**Given exercise:** Pull out every line of the items below that contains the word "grass".

=======

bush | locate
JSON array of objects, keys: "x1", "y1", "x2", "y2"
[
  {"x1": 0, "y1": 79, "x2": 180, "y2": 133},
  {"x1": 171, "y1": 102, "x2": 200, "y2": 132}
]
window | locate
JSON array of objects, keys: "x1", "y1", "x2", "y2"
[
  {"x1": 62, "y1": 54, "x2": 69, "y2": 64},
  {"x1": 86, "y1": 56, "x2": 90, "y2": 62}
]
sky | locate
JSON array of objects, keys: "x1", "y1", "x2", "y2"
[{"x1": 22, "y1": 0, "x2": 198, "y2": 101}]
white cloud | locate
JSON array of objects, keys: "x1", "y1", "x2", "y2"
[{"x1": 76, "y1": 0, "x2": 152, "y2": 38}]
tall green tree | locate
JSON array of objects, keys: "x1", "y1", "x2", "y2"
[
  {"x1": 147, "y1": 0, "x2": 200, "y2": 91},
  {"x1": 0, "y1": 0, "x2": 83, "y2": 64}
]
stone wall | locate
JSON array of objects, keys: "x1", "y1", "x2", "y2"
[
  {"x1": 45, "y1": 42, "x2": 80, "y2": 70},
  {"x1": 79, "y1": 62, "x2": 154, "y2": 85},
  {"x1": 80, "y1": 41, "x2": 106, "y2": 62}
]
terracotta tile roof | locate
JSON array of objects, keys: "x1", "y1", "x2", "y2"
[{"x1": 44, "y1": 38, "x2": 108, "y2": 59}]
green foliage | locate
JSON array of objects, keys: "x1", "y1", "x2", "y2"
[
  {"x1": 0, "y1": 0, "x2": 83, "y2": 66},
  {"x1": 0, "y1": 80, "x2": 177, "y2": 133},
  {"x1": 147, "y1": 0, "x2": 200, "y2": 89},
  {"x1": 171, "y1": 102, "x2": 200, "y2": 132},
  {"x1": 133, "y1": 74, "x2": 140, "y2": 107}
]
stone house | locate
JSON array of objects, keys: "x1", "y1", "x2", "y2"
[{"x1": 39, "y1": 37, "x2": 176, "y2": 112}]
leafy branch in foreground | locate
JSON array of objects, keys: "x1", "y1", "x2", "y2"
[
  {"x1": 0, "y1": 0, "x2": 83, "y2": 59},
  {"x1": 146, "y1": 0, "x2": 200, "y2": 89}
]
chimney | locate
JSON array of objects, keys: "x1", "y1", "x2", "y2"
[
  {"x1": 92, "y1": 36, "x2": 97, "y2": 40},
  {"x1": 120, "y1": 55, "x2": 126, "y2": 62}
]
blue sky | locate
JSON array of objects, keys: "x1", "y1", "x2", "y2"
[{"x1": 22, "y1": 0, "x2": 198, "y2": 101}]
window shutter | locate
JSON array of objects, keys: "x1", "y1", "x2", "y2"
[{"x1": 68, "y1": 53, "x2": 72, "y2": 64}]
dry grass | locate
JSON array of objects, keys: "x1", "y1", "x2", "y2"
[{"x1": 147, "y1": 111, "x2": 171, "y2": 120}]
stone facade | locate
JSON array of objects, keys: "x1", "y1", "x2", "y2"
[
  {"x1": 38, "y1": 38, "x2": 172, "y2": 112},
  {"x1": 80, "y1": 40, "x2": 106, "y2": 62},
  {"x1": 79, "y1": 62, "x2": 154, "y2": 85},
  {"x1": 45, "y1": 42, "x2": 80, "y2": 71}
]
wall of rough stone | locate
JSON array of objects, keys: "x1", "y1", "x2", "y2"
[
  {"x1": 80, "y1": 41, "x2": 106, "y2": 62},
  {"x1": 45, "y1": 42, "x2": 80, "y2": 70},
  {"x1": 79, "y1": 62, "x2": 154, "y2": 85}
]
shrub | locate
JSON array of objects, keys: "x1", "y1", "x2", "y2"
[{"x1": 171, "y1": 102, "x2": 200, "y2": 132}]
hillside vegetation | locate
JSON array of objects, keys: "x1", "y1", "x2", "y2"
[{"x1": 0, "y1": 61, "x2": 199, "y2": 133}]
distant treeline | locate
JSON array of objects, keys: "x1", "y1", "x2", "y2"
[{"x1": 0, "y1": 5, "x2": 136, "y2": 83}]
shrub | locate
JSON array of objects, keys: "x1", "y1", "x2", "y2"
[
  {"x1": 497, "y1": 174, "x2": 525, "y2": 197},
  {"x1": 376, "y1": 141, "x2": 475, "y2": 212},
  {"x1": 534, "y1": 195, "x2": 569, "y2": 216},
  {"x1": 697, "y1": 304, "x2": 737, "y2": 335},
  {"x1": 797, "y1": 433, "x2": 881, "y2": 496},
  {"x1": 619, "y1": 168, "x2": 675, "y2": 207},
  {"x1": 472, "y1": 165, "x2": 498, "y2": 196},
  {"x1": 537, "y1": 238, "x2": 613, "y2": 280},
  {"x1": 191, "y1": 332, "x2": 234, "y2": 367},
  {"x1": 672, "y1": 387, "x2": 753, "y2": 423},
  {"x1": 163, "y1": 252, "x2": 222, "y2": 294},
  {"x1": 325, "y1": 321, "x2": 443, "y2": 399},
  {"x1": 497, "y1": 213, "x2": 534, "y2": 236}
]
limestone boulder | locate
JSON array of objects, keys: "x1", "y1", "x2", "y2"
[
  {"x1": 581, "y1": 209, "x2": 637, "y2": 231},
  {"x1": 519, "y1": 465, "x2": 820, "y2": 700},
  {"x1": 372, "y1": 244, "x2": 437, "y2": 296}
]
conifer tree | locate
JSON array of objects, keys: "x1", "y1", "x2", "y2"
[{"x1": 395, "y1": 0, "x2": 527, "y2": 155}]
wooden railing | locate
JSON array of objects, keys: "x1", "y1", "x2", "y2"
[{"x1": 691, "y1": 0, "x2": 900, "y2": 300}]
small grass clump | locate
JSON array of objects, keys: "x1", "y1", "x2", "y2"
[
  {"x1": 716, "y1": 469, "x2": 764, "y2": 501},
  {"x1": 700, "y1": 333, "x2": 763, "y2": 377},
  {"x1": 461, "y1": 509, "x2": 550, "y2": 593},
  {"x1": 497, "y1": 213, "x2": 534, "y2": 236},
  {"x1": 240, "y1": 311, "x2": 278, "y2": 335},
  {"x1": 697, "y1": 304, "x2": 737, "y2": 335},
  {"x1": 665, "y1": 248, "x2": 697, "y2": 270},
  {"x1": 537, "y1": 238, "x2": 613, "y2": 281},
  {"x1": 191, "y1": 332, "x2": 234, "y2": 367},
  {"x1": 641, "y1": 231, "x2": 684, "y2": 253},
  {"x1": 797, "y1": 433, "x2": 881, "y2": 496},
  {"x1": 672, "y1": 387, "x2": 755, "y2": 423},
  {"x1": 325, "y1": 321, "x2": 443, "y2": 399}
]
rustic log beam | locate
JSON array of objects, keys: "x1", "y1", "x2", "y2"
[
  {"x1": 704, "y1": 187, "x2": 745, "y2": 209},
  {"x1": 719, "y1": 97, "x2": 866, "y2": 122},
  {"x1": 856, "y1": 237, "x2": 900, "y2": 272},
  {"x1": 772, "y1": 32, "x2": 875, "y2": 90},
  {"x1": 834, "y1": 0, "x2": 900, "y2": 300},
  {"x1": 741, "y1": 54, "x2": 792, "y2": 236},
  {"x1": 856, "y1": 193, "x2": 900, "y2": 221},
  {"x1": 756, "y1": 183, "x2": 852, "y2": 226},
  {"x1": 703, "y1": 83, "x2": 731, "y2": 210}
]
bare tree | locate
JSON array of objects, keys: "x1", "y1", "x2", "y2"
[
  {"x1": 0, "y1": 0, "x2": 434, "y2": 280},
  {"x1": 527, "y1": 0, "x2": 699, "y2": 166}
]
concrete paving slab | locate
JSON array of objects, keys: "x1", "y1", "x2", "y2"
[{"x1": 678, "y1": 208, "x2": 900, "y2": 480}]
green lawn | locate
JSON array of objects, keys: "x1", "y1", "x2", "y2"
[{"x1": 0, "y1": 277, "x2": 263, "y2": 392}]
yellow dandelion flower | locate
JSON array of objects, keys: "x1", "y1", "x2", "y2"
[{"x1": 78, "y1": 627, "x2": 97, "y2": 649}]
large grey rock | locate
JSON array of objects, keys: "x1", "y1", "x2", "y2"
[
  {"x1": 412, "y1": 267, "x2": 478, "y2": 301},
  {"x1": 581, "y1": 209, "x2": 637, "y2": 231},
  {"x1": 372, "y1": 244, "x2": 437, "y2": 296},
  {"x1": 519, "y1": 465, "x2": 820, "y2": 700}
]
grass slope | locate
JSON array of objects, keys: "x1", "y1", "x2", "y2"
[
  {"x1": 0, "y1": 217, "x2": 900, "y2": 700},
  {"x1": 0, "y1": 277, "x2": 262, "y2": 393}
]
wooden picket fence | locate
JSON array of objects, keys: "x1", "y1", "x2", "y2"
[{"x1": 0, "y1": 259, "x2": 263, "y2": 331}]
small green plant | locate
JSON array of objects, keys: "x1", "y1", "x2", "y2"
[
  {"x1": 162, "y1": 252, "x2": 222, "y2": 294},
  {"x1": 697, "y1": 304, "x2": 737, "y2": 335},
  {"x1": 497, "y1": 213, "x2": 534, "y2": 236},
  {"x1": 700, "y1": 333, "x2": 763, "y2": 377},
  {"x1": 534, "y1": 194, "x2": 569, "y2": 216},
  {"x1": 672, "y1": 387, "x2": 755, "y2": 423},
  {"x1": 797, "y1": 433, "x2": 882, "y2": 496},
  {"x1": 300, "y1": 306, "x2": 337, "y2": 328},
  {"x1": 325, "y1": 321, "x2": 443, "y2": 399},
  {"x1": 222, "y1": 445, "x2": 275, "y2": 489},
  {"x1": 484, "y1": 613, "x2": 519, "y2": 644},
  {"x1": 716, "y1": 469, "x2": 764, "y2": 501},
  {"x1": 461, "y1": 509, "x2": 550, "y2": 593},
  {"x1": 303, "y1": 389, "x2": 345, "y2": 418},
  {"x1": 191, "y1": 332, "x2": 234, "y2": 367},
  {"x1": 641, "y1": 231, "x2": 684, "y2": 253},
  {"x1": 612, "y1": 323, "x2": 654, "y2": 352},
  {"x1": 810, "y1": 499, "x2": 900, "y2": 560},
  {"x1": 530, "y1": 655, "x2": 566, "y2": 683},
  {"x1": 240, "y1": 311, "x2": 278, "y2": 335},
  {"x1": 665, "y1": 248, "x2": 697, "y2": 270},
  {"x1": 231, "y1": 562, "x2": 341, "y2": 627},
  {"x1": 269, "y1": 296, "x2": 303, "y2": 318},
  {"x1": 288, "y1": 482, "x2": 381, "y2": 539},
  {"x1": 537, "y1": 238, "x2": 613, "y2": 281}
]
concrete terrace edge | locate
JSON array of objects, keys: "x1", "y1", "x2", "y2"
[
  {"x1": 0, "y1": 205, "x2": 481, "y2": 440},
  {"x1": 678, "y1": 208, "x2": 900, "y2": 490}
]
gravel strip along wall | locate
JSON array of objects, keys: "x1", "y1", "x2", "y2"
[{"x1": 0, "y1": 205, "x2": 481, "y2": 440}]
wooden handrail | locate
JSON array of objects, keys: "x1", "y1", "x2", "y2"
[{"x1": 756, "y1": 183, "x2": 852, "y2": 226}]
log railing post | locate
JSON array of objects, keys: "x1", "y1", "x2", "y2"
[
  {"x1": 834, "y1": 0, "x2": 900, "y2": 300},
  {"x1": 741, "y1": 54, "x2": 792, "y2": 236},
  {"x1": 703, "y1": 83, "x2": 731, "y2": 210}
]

=======

**Solution for this task:**
dry grass | locate
small grass clump | locate
grass slope | locate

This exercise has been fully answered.